(Source records)
+ + + + + + +

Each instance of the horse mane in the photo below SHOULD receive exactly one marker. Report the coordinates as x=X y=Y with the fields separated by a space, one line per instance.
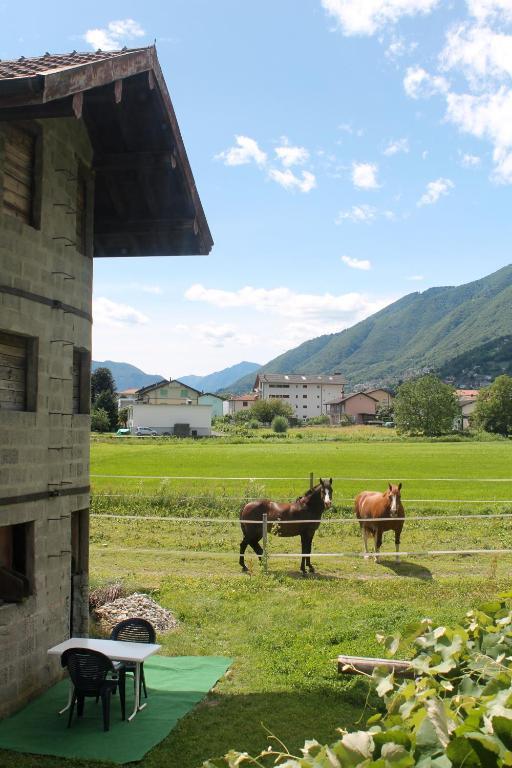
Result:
x=309 y=493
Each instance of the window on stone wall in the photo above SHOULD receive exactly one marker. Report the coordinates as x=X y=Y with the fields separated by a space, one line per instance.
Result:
x=18 y=372
x=19 y=173
x=81 y=211
x=16 y=562
x=81 y=381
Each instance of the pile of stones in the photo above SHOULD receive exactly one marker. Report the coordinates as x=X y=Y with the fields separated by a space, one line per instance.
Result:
x=134 y=606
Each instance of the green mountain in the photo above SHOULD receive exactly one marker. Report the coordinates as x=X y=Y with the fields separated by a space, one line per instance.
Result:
x=420 y=331
x=220 y=379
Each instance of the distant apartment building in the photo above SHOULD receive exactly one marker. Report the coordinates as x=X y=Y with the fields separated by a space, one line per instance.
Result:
x=307 y=394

+ + + + + + +

** Aim **
Write out every line of the entries above exactly as it appears, omitting the pictures.

** The reply **
Each instance of the horse mane in the photo below SHOULD receive exactly one marker. Report the coordinates as x=X y=Y with the fields separated by a space, one line per instance.
Result:
x=309 y=493
Each instance of the window on stone wall in the photo above SHOULD receive exactly one marker. Report the coordinates as x=X y=Y with the fields separated by a space, one line per instance.
Result:
x=18 y=372
x=19 y=173
x=81 y=211
x=16 y=562
x=81 y=381
Each instance of the pile of stones in the photo above SHOULD receive exactly one marker. Report the coordinates as x=X y=Y with the fields separated by a space, one line per instance.
Result:
x=134 y=606
Each instance of the green mountain in the photo above SHOULD receive exactly one marker. Report the coordinates as x=X y=Y with the fields separated by a space, one line per instance.
Result:
x=420 y=331
x=220 y=379
Each instance of the distant apartment building in the photo above SHOULD receive exactly one marker. Report the coordinates as x=X y=Y with the fields separated by a space, one line per instance.
Result:
x=307 y=394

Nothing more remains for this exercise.